_DOCUMENT SEGMENT_.

Limitations and future research
Several limitations should be acknowledged when interpreting these findings. First, the study sample was drawn from a single municipality in China, which may limit generalizability to adolescents in other regions with differing sociocultural, dietary, and educational contexts; replication in multi-regional or nationally representative cohorts is therefore warranted. Second, sugar-sweetened beverage intake and other dietary behaviors were assessed using self-reported questionnaires, which are inherently subject to recall bias and reporting error; although the food frequency questionnaire was validated for Chinese adolescents, objective dietary assessment methods or repeated 24-h recalls could further improve measurement precision and reduce potential misclassification of intake levels. Third, the absence of objective biological markers—such as inflammatory indicators, insulin resistance measures, or lipid profiles—limits insight into the physiological mechanisms linking SSB intake with cardiometabolic and mental health outcomes. Similarly, sleep quality was assessed via self-report rather than objective tools such as actigraphy or polysomnography, which would allow more precise assessment of sleep duration, sleep architecture, and circadian rhythm disruption. Finally, despite the longitudinal design and use of advanced analytic approaches, residual confounding and potential reverse causality, particularly for emotional outcomes, cannot be entirely excluded. Unmeasured factors such as total dietary sugar intake, caffeine consumption, or psychosocial stress may have contributed to the observed associations, underscoring the complexity of behavioral and mental health pathways during adolescence. Future research should prioritize multi-center longitudinal designs, integrate objective biomarkers and wearable sleep monitoring technologies, and evaluate intervention strategies aimed at reducing SSB intake. Randomized controlled trials and natural experiments—such as school-based beverage policies—would be especially valuable for establishing causal pathways and informing evidence-based public health action.

_DATA_.
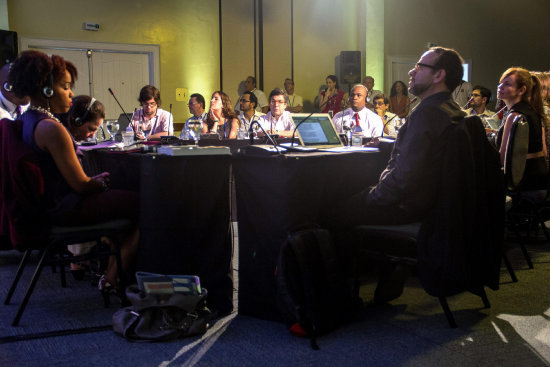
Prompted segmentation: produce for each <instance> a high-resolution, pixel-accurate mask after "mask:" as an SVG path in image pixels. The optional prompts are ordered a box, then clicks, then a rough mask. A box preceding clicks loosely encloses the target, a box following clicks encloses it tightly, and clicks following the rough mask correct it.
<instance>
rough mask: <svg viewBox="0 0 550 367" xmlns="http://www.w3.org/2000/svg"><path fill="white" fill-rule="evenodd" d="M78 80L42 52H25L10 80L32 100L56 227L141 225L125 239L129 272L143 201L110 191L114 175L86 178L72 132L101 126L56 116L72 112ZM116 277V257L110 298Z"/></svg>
mask: <svg viewBox="0 0 550 367" xmlns="http://www.w3.org/2000/svg"><path fill="white" fill-rule="evenodd" d="M76 76H77V71H76V68H75V67H74V65H73V64H71V63H70V62H68V61H65V60H64V59H63V58H62V57H60V56H57V55H52V56H51V57H49V56H47V55H46V54H44V53H42V52H40V51H34V50H30V51H23V52H22V53H21V55H20V56H19V57H18V58H17V59H16V60H15V61H14V62H13V66H12V69H11V71H10V78H9V83H10V84H11V85H12V86H13V92H14V93H15V95H16V96H17V97H18V98H23V97H25V96H29V97H30V102H31V106H30V107H29V109H28V110H27V111H26V112H25V114H24V115H23V117H22V120H23V131H24V133H23V141H24V142H25V143H27V144H29V145H30V146H31V147H32V148H33V149H34V151H35V152H36V154H37V155H38V159H39V164H40V167H41V170H42V176H43V179H44V195H43V203H44V206H45V209H46V211H47V213H48V217H49V220H50V222H51V223H52V224H57V225H66V226H79V225H89V224H94V223H99V222H103V221H105V220H111V219H117V218H129V219H132V220H133V221H134V222H135V223H136V226H135V227H134V229H133V230H132V231H131V233H121V235H120V240H121V257H122V265H123V267H124V270H127V271H128V270H129V269H130V266H131V264H132V262H133V260H134V258H135V253H136V250H137V245H138V242H139V231H138V228H137V219H138V212H139V203H138V195H137V193H135V192H129V191H122V190H108V183H109V173H108V172H103V173H100V174H99V175H97V176H93V177H88V176H87V175H86V173H84V170H83V169H82V166H81V163H80V161H79V158H78V155H77V153H79V150H78V149H77V146H76V144H75V141H74V138H73V136H71V131H72V132H73V133H74V134H75V135H76V138H83V137H86V136H89V135H90V134H93V133H92V131H95V129H96V128H97V126H98V125H99V121H95V120H94V121H87V120H88V118H87V117H86V118H82V119H81V120H79V121H78V122H77V121H76V118H75V120H74V121H69V125H68V126H69V127H68V128H66V127H65V126H63V125H62V124H61V123H60V122H59V120H58V119H57V118H55V117H54V116H53V114H54V113H66V112H67V111H68V110H69V108H70V106H71V99H72V97H73V92H72V91H71V88H72V86H73V85H74V81H75V79H76ZM88 101H89V100H88ZM76 102H78V106H77V105H76V104H75V106H74V108H73V111H75V112H76V111H77V110H76V109H77V108H78V111H80V110H81V108H82V106H83V105H86V99H84V98H82V99H79V100H77V101H76ZM81 102H82V103H81ZM97 108H98V109H99V105H98V106H97ZM86 109H87V108H86ZM92 109H94V107H92ZM90 115H92V113H90ZM73 116H75V114H73ZM79 116H80V115H79ZM79 124H82V126H78V125H79ZM116 275H117V265H116V261H114V257H111V258H110V259H109V263H108V266H107V269H106V271H105V274H104V276H103V277H102V278H101V279H100V282H99V285H98V287H99V289H100V290H101V291H102V293H103V294H104V295H108V293H109V292H111V291H114V289H115V285H116V284H117V276H116Z"/></svg>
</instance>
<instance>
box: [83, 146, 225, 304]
mask: <svg viewBox="0 0 550 367" xmlns="http://www.w3.org/2000/svg"><path fill="white" fill-rule="evenodd" d="M85 155H86V164H85V168H86V170H87V172H89V174H96V173H99V172H103V171H107V172H110V174H111V175H110V177H111V181H110V185H111V187H112V188H118V189H126V190H132V191H135V192H138V193H139V197H140V219H139V228H140V243H139V248H138V253H137V258H136V270H138V271H147V272H153V273H161V274H175V275H198V276H199V278H200V280H201V285H202V286H203V287H204V288H206V289H207V290H208V301H209V304H210V305H212V306H213V307H214V308H216V309H217V310H219V311H220V312H221V313H222V314H225V313H228V312H231V310H232V309H233V275H232V273H233V272H232V263H231V258H232V252H233V249H232V238H231V232H230V225H231V220H230V202H229V200H230V181H229V178H230V165H231V156H230V155H206V156H202V155H199V156H167V155H160V154H151V153H147V154H141V153H127V152H120V151H101V150H92V151H87V152H86V153H85Z"/></svg>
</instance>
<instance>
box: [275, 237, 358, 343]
mask: <svg viewBox="0 0 550 367" xmlns="http://www.w3.org/2000/svg"><path fill="white" fill-rule="evenodd" d="M276 274H277V306H278V307H279V310H280V312H281V316H282V317H283V319H284V321H285V322H286V323H287V325H288V326H289V328H290V331H291V332H292V333H293V334H295V335H298V336H309V337H310V338H311V346H312V347H313V349H319V347H318V346H317V342H316V336H317V335H321V334H324V333H327V332H329V331H331V330H334V329H335V328H337V327H338V326H340V325H342V324H344V323H345V322H347V321H349V320H350V319H351V318H352V316H353V313H354V297H353V291H352V286H351V282H349V280H348V279H346V276H345V275H344V274H345V272H344V271H343V268H342V266H341V265H340V261H339V260H338V257H337V255H336V251H335V248H334V245H333V243H332V240H331V237H330V234H329V232H328V231H327V230H324V229H317V228H316V229H306V230H301V231H297V232H293V233H291V234H290V235H289V236H288V238H287V240H286V241H285V242H284V243H283V245H282V246H281V250H280V254H279V259H278V263H277V272H276Z"/></svg>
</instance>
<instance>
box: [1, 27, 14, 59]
mask: <svg viewBox="0 0 550 367" xmlns="http://www.w3.org/2000/svg"><path fill="white" fill-rule="evenodd" d="M17 53H18V46H17V32H12V31H5V30H0V67H2V66H4V65H5V64H8V63H10V62H12V61H13V60H15V58H16V57H17Z"/></svg>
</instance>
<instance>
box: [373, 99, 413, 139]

_ASSIGNED TASK_. According to the limitations section, where was the study sample drawn from?

_WORKED SOLUTION_. A single municipality in China.